— Begin Passage —
VES-13-02/13-18 CO:R:P:C 110949 JBW


Deputy Assistant Regional Commissioner
Classification and Value Division
ATTN: Regional Vessel Repair Liquidation Unit 6 World Trade Center
New York, New York 10048-002980

RE: Vessel Repair; Application; 19 U.S.C. 1466; 19 C.F.R. 4.14; Bunker Survey; Protest # 1001-9-003201; SEA-LAND VALUE.

Dear Sir:

This letter is in response to your memorandum of March 22, 1990, which forwards for our review and ruling the above captioned protest from the assessment of vessel repair duties.


The record reflects that the subject vessel, the SEA- LAND VALUE, arrived in the port of New York, New York, on January 2, 1989. Vessel repair entry 514-3003603-1, Customs Form 226, was filed on the same day indicating that a bunker survey and fuel analysis were performed while the ship was in Spain.

On March 21, 1989, Sea-Land Service, Inc., (protestant) submitted a letter, titled "APPLICATION FOR RELIEF OF DUTY." This letter lists the work performed, the cost of the work, and the estimated duty. For each entry, the estimated duty is claimed to be zero. Reference is made to "Ruling" [C.I.E.] 429-61 in the far left column of each line of the two work descriptions. However, the letter proffers no reason or analysis on how this ruling applies, nor does the protestant specifically state its basis for relief.

The vessel repair unit liquidated the entry on April 14, 1989, and posted the liquidation notice on the same day. On May 22, 1989, the protestant submitted another letter in which it "protests" the failure of the Vessel Repair Unit to give "formal written notice" justifying the liquidation. In the same letter, the protestant requests all decisions relating to the dutiability under 19 U.S.C. 1466 (1982) of non-repair related expenses. The Vessel Repair Unit issued a "Notice of Action" on May 26, 1989, in which it directed the protestant to perfect its protest within ninety days of liquidation.

The protestant filed its protest on June 9, 1989. On this form, the protestant again claims that it received no notice or justification for the assessment of duty. Furthermore, in an accompanying letter, the protestant states that it has nothing in its files to show that a bunker survey or fuel analysis is required to be declared or is dutiable.


(1) Whether the Customs Service is obligated to respond to a deficient application for relief from vessel repair duties.

(2) Whether a bunker survey and a fuel analysis, performed for reasons not related to repairs of the vessel, are subject to duty under 19 U.S.C. 1466.


In your transmittal memorandum, you state that you deemed the protestant's submission of March 21, 1989, not to be an application for relief. Consequently, you state that no formal notice of decision need be sent to the protestant.

The Customs Regulations state that an application for relief need not be in any particular form. 19 C.F.R. 4.14(d)(1)(i). However, the regulations state and this office has consistently held that an application must identify the items for which relief from payment of duty is sought as well as the legal bases for the Customs Service not to assess duty. Id.; Headquarters Ruling Letter 110107, dated August 30, 1989.
— End Passage —
Reproduce the part of the ruling letter starting at "Deputy Assistant Regional" and ending at "of vessel repair duties.", substituting "communication" for every occurrence of "memorandum".
— Begin Material provided —
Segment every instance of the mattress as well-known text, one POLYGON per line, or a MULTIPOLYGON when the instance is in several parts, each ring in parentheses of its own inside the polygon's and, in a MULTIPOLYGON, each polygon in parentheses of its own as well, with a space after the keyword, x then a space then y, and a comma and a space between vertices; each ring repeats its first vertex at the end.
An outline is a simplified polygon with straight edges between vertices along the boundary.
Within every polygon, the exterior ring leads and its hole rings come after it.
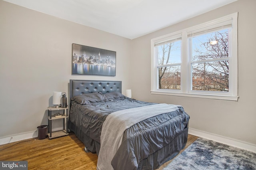
MULTIPOLYGON (((94 97, 86 102, 73 99, 68 127, 84 143, 87 151, 98 154, 102 125, 108 115, 158 104, 114 93, 113 96, 101 94, 100 99, 94 97)), ((186 145, 189 119, 180 106, 132 126, 124 132, 123 143, 111 162, 113 168, 153 170, 172 159, 186 145)))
— End Material provided —
◆ Solution to this problem
Deputy Assistant Regional Commissioner
Classification and Value Division
ATTN: Regional Vessel Repair Liquidation Unit 6 World Trade Center
New York, New York 10048-002980

RE: Vessel Repair; Application; 19 U.S.C. 1466; 19 C.F.R. 4.14; Bunker Survey; Protest # 1001-9-003201; SEA-LAND VALUE.

Dear Sir:

This letter is in response to your communication of March 22, 1990, which forwards for our review and ruling the above captioned protest from the assessment of vessel repair duties.